Check each line of the material below for "shadow" and copy those where it appears.
━━ SUPPLIED INFORMATION ━━
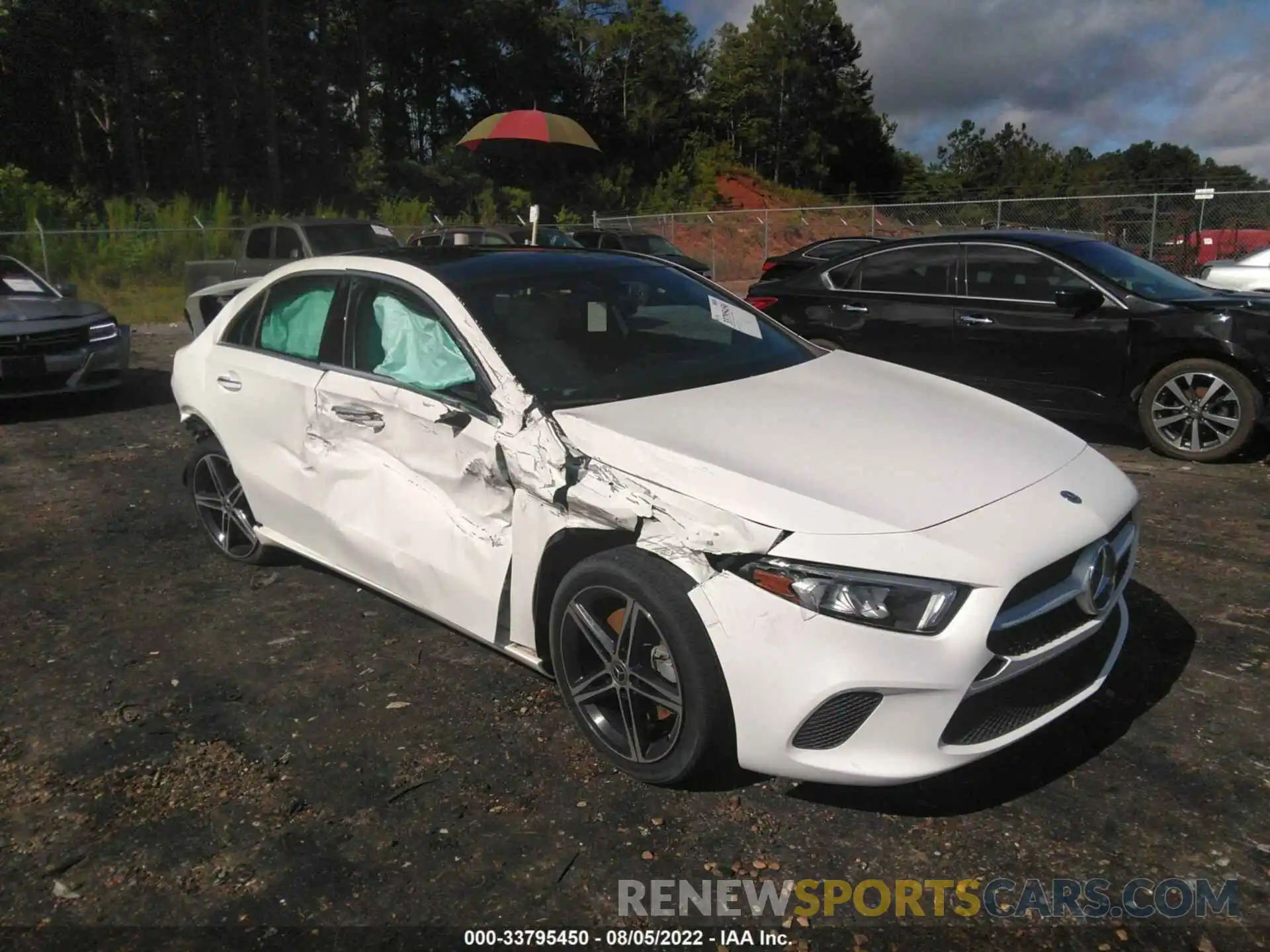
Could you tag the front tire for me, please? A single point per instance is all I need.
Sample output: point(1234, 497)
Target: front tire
point(222, 506)
point(1199, 411)
point(636, 669)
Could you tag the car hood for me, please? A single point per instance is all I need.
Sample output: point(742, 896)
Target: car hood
point(690, 263)
point(18, 307)
point(1226, 300)
point(840, 444)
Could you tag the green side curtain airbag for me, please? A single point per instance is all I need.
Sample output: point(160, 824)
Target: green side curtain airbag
point(417, 349)
point(296, 328)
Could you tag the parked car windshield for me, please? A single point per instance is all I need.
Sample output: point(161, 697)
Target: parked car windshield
point(651, 245)
point(349, 237)
point(16, 280)
point(1134, 274)
point(548, 238)
point(575, 331)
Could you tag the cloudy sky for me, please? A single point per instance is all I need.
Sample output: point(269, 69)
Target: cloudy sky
point(1096, 73)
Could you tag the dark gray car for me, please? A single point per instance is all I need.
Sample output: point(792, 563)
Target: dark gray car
point(52, 343)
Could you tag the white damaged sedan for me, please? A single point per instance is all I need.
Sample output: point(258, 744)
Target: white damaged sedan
point(722, 542)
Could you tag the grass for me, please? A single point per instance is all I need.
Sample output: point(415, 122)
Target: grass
point(139, 302)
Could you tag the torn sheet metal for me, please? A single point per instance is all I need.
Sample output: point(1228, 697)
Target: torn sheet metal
point(418, 506)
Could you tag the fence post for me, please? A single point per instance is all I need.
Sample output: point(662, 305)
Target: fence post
point(1151, 241)
point(44, 248)
point(204, 233)
point(714, 263)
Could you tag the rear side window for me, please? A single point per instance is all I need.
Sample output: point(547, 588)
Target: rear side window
point(258, 243)
point(910, 270)
point(295, 315)
point(241, 331)
point(287, 244)
point(1016, 274)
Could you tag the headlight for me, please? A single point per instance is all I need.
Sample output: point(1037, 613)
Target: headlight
point(896, 602)
point(105, 331)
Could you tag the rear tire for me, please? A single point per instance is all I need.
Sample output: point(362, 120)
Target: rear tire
point(1199, 411)
point(222, 506)
point(636, 669)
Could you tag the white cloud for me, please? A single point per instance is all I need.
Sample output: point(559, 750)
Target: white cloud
point(1096, 73)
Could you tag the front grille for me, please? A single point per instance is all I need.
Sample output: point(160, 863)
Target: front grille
point(836, 720)
point(1037, 633)
point(1046, 629)
point(1016, 702)
point(44, 342)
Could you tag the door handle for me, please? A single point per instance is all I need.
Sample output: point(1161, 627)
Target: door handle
point(362, 415)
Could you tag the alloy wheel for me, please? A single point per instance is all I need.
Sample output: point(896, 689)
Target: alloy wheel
point(621, 674)
point(1195, 412)
point(222, 507)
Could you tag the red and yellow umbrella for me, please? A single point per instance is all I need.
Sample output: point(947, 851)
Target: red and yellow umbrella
point(529, 125)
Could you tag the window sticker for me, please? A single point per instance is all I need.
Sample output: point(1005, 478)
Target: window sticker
point(734, 317)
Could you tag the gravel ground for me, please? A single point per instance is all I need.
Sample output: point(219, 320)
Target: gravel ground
point(185, 740)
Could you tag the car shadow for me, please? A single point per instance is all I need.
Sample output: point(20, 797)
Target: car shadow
━━━
- _OUTPUT FOR THIS TASK_
Could you tag the car shadow for me, please? A single point per instance is all I need.
Target: car shadow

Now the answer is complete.